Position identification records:
★ ★ ★

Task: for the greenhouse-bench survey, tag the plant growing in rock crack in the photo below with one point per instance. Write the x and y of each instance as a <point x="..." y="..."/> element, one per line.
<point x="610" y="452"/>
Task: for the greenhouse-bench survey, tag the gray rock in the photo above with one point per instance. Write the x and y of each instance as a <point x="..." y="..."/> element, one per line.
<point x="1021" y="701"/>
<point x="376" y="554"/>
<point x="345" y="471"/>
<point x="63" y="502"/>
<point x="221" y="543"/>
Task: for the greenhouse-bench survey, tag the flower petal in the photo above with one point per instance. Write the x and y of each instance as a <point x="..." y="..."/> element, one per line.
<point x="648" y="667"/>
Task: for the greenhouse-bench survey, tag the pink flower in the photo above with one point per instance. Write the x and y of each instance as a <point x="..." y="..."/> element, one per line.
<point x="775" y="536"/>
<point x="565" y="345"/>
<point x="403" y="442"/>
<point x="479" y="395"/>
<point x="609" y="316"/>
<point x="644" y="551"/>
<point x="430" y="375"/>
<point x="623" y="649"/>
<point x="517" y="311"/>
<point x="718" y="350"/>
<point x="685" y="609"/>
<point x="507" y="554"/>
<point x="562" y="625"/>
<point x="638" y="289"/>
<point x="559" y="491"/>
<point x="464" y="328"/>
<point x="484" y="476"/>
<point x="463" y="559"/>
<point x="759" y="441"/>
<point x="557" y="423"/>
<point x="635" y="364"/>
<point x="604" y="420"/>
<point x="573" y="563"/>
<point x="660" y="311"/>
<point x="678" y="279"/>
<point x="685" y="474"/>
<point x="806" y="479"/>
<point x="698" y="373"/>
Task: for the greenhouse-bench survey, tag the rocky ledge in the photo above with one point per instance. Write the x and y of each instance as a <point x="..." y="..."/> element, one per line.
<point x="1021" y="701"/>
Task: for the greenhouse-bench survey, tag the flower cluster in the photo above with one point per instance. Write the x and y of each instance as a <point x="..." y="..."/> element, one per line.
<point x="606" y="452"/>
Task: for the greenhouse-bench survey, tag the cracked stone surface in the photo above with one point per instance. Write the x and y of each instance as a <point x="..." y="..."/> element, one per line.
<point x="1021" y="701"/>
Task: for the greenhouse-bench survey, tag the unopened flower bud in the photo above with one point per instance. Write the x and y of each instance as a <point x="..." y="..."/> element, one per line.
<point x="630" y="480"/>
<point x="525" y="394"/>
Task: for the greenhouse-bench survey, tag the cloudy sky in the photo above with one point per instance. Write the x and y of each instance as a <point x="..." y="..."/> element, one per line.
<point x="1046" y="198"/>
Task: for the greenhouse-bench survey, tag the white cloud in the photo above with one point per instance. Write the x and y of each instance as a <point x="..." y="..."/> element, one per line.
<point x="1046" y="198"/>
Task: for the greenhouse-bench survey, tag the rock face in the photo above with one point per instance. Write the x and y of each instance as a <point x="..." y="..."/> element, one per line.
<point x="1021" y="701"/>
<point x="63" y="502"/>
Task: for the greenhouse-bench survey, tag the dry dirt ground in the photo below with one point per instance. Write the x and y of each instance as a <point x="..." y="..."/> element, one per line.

★ ★ ★

Goal: Output every item above as a numbered list, leaving out any blank lines.

Result of this task:
1. Task: for the greenhouse-bench survey, tag the plant growing in rock crack in the photo below with one point per instance. Write the x and y of each instance as a <point x="..." y="..."/> element, one per line.
2. <point x="610" y="452"/>
3. Task: for the greenhouse-bench survey, tag the gray rock in the photo above with one point per instance. Write the x and y of each instance as a <point x="..." y="..."/> element, one per line.
4. <point x="1021" y="701"/>
5. <point x="376" y="554"/>
6. <point x="345" y="471"/>
7. <point x="63" y="502"/>
8. <point x="221" y="543"/>
9. Task: for the greenhouse-bench survey, tag the flower petal in the photo above with one point per instance. Write the x and y of each instance as a <point x="..." y="..."/> element, one per line.
10. <point x="648" y="667"/>
11. Task: for the greenhouse-bench survey, tag the pink flower in the photo above with one point per instance. Write the x and y of each instance as a <point x="..." y="..."/> element, one per line.
12. <point x="775" y="536"/>
13. <point x="565" y="345"/>
14. <point x="403" y="442"/>
15. <point x="479" y="395"/>
16. <point x="609" y="316"/>
17. <point x="644" y="551"/>
18. <point x="430" y="375"/>
19. <point x="623" y="649"/>
20. <point x="517" y="311"/>
21. <point x="718" y="350"/>
22. <point x="685" y="609"/>
23. <point x="507" y="554"/>
24. <point x="562" y="625"/>
25. <point x="638" y="289"/>
26. <point x="559" y="491"/>
27. <point x="464" y="328"/>
28. <point x="484" y="476"/>
29. <point x="463" y="559"/>
30. <point x="759" y="441"/>
31. <point x="557" y="423"/>
32. <point x="635" y="364"/>
33. <point x="604" y="420"/>
34. <point x="573" y="563"/>
35. <point x="660" y="311"/>
36. <point x="678" y="279"/>
37. <point x="685" y="474"/>
38. <point x="806" y="479"/>
39. <point x="698" y="373"/>
40. Task: for the greenhouse-bench survey, tag the rocky ledge in the photo above with one point per instance. Write the x and y of each instance as a <point x="..." y="..."/> element, one per line.
41. <point x="1021" y="701"/>
42. Task: for the greenhouse-bench survey, tag the flower cluster in the photo above with one point per instance. Write the x and y of each instance as a <point x="..." y="..."/> element, one per line.
43. <point x="606" y="452"/>
44. Task: for the greenhouse-bench survey, tag the cracked stone surface in the photo above with one point per instance. Write the x and y of each instance as a <point x="..." y="..."/> element, one per line.
45. <point x="1021" y="701"/>
46. Task: for the greenhouse-bench survey, tag the unopened flower bud in the photo above with one point per instance. Write the x and y of each instance as a <point x="..." y="..."/> element, one per line.
47. <point x="630" y="480"/>
48. <point x="525" y="394"/>
49. Task: for the greenhouse-bench survey, tag the cloudy sky in the photo above with one point per instance. Write the x and y of each instance as a <point x="..." y="..."/> element, one per line.
50. <point x="1046" y="198"/>
51. Task: for the greenhouse-bench survey, tag the white cloud in the photo above with one point per instance. Write the x and y of each instance as a <point x="..." y="..."/> element, one per line.
52. <point x="1046" y="198"/>
53. Task: for the greenhouse-bench survey, tag the rock face in the photo above with one point per instance. Write the x and y of each instance as a <point x="..." y="..."/> element, one per line.
54. <point x="1021" y="701"/>
55. <point x="63" y="502"/>
56. Task: for the greenhouse-bench survey, tag the dry dirt ground in the photo below with one point per instance. Write the x and y of each instance as a <point x="..." y="..."/> element, one per line.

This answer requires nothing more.